> _Exercise material_
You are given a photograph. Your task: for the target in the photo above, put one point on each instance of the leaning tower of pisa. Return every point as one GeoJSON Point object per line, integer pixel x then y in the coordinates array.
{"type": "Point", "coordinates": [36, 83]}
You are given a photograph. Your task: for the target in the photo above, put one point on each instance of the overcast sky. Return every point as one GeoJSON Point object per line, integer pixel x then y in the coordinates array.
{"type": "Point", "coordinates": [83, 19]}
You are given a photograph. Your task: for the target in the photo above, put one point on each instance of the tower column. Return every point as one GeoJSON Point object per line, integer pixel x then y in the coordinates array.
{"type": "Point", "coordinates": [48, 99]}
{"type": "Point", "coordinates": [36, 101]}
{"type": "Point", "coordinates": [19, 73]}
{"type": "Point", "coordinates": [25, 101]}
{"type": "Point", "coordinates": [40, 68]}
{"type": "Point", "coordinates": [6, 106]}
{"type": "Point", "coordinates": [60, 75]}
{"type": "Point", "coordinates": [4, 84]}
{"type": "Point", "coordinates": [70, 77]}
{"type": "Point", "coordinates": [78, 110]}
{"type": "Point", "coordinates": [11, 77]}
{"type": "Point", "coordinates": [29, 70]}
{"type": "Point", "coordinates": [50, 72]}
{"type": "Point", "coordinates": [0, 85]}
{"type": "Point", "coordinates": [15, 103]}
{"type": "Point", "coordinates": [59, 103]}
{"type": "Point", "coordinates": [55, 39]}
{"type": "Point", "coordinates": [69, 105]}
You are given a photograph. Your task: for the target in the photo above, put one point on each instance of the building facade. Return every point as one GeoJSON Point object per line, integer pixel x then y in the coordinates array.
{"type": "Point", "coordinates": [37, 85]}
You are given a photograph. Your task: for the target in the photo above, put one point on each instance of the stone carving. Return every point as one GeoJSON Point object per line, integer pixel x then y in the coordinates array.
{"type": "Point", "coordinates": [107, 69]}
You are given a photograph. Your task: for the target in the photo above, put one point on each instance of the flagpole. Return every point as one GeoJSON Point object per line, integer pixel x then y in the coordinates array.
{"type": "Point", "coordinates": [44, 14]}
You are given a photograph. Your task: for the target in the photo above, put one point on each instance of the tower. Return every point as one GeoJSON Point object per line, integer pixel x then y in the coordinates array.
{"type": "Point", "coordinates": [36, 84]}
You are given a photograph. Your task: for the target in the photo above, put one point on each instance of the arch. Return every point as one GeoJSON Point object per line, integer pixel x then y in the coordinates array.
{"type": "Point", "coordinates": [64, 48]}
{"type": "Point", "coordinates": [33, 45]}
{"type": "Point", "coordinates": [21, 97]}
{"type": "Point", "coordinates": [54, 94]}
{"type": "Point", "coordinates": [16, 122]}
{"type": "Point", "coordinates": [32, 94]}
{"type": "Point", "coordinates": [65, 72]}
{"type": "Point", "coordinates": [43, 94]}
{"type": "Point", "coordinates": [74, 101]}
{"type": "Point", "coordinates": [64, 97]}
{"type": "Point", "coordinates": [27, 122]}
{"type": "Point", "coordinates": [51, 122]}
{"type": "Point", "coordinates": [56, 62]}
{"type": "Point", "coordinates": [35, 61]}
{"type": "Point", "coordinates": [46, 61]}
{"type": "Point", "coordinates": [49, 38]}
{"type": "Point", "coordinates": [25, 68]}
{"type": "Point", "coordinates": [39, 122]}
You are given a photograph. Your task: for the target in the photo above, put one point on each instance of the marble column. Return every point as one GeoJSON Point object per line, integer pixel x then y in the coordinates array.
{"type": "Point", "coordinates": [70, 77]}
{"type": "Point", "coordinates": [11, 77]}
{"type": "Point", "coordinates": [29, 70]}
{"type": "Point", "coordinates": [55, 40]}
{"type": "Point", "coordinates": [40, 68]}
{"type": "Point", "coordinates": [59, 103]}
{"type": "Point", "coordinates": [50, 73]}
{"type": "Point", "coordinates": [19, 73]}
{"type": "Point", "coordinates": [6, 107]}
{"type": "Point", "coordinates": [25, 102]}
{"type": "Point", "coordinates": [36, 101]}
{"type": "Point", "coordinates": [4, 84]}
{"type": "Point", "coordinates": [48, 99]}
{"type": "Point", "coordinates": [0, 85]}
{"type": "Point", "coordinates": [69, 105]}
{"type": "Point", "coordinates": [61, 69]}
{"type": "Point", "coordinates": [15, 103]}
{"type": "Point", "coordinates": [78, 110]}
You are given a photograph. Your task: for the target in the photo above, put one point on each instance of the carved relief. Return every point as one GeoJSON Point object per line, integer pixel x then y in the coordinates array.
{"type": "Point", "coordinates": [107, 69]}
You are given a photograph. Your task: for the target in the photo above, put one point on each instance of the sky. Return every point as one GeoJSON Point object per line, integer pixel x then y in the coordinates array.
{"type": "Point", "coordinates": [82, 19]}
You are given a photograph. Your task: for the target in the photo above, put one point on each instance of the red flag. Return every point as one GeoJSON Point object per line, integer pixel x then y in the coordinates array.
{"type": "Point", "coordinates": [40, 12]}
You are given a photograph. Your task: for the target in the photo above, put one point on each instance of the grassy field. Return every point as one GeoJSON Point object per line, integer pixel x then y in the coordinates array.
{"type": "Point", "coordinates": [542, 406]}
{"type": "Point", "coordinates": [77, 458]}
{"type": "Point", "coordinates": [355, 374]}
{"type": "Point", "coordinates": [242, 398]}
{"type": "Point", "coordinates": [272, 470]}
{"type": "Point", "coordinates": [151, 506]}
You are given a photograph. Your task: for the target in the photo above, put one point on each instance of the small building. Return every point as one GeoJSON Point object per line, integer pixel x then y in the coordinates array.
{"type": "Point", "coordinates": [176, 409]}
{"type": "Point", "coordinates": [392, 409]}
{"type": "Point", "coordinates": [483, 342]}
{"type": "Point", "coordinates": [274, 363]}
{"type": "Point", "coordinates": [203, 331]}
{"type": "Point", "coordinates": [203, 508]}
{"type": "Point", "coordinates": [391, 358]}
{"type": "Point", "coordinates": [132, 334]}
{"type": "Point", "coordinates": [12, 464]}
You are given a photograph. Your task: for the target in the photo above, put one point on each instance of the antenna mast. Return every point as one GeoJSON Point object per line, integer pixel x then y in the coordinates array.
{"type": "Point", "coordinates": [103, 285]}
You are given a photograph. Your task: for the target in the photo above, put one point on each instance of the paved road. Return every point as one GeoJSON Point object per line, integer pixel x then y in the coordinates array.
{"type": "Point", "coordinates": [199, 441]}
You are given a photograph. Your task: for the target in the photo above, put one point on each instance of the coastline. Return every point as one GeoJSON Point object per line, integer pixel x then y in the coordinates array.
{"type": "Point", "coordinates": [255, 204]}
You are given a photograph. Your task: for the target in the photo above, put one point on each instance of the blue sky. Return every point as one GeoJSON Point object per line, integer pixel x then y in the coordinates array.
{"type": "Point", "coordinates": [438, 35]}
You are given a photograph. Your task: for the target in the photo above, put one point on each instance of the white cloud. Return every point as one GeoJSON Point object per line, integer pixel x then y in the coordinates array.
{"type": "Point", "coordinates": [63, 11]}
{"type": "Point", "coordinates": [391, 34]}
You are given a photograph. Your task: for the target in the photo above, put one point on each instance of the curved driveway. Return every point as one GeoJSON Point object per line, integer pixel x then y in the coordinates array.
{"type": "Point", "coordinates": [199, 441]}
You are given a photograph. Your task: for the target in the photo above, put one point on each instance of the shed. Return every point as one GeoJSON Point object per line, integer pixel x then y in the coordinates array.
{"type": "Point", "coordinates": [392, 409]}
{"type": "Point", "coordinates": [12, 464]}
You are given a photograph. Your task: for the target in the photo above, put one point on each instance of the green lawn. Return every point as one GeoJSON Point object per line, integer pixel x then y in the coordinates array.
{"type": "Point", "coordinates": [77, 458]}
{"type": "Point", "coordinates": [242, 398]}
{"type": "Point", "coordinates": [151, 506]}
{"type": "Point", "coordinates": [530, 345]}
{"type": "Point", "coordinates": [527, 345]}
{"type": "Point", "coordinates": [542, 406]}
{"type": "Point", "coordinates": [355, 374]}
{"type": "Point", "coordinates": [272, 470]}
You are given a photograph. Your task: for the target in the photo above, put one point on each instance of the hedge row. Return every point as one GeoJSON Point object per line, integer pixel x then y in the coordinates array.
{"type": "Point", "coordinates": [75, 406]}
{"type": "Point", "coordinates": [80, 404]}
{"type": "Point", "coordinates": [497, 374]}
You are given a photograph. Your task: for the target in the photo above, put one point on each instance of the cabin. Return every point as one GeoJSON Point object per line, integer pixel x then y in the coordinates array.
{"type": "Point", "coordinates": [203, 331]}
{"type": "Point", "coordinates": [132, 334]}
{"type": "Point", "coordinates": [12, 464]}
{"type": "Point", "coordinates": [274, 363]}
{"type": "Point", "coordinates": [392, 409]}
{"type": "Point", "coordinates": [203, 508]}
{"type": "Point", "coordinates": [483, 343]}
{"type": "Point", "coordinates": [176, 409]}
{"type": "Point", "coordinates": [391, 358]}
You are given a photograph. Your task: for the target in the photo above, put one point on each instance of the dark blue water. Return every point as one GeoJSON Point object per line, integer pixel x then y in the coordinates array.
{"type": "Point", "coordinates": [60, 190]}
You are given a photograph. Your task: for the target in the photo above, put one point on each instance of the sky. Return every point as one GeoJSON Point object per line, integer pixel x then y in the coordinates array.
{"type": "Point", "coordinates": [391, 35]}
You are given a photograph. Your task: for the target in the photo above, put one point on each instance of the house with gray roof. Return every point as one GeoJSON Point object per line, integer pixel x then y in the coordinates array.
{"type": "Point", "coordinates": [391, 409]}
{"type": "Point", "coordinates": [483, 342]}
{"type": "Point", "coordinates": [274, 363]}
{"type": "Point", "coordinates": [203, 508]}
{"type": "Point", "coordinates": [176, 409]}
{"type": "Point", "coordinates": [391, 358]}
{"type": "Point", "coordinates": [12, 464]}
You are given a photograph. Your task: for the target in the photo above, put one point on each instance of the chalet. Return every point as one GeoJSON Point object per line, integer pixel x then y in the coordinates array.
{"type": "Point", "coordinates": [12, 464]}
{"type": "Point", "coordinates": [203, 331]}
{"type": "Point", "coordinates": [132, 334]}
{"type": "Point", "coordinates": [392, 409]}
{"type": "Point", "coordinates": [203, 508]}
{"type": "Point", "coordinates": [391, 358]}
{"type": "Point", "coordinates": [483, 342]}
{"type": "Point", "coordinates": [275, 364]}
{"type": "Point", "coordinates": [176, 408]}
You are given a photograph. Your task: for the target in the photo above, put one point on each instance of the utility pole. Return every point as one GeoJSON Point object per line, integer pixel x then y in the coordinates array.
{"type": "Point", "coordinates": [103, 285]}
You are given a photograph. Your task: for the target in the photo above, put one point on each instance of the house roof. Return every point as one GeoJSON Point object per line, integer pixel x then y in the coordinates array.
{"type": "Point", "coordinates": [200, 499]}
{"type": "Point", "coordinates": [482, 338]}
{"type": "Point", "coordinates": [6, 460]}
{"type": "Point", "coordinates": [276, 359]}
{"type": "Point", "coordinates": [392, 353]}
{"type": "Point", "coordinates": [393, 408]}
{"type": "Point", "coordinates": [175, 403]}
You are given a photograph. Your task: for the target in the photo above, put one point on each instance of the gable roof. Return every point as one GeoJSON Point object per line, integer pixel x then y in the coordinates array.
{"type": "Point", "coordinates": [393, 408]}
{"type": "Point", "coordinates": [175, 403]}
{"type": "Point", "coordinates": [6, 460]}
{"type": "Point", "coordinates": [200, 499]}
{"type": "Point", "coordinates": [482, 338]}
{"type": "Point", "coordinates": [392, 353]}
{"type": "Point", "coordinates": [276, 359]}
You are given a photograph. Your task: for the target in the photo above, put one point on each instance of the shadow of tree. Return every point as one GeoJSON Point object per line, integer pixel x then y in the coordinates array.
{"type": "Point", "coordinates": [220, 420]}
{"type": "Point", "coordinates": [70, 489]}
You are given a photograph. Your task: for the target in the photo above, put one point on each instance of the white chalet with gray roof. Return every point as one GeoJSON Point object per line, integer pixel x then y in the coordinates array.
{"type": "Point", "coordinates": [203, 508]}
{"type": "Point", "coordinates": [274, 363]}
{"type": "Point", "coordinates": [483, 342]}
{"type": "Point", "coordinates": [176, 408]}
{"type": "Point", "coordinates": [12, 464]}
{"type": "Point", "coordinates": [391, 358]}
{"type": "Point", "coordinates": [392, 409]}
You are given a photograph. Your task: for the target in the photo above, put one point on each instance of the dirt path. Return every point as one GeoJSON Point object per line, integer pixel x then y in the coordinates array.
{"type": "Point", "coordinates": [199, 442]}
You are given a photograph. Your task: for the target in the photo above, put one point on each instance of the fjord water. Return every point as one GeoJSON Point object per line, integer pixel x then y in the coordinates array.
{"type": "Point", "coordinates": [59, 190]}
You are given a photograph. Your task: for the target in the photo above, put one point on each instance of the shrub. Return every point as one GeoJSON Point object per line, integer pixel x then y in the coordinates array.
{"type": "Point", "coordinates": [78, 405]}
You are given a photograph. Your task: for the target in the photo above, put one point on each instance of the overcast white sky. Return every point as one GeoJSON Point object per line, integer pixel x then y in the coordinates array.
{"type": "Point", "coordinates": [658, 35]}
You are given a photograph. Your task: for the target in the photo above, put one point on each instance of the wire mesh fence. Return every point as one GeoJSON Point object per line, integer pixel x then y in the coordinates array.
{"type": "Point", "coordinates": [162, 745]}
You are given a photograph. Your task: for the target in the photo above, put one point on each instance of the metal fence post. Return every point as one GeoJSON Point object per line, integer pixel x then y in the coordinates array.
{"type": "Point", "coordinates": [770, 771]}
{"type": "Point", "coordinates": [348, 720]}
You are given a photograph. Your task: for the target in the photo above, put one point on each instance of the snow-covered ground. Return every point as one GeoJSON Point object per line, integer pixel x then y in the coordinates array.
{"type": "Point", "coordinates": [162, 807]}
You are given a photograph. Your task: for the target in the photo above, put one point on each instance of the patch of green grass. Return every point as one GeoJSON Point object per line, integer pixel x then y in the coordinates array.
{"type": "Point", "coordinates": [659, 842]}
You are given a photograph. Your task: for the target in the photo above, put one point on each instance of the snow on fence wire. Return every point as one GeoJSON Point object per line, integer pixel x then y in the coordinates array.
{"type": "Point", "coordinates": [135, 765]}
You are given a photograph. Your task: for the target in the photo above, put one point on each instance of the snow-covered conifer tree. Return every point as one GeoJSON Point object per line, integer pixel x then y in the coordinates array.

> _Exercise goal_
Exactly reproduce the lines from the one containing "of the patch" through the end of the records, and only those lines.

> _Full answer_
You are given a photograph. Your task: for the target in the photo above, put one point on each instance of the patch of green grass. Return every point as one GeoJSON Point object per line, integer pixel x then y in the coordinates array.
{"type": "Point", "coordinates": [659, 842]}
You are given a photograph. Your task: for the target in the photo above, put one point on each instance of the snow on fence wire. Return every point as one GeoJSON Point object per line, integer pixel x then y in the coordinates array.
{"type": "Point", "coordinates": [135, 765]}
You are given a photograph. Your task: for the target in the photo above, put one point on each instance of the snow-covered conifer tree. Return every point as one GeoJSON Point object per line, integer pixel x then y in the coordinates array.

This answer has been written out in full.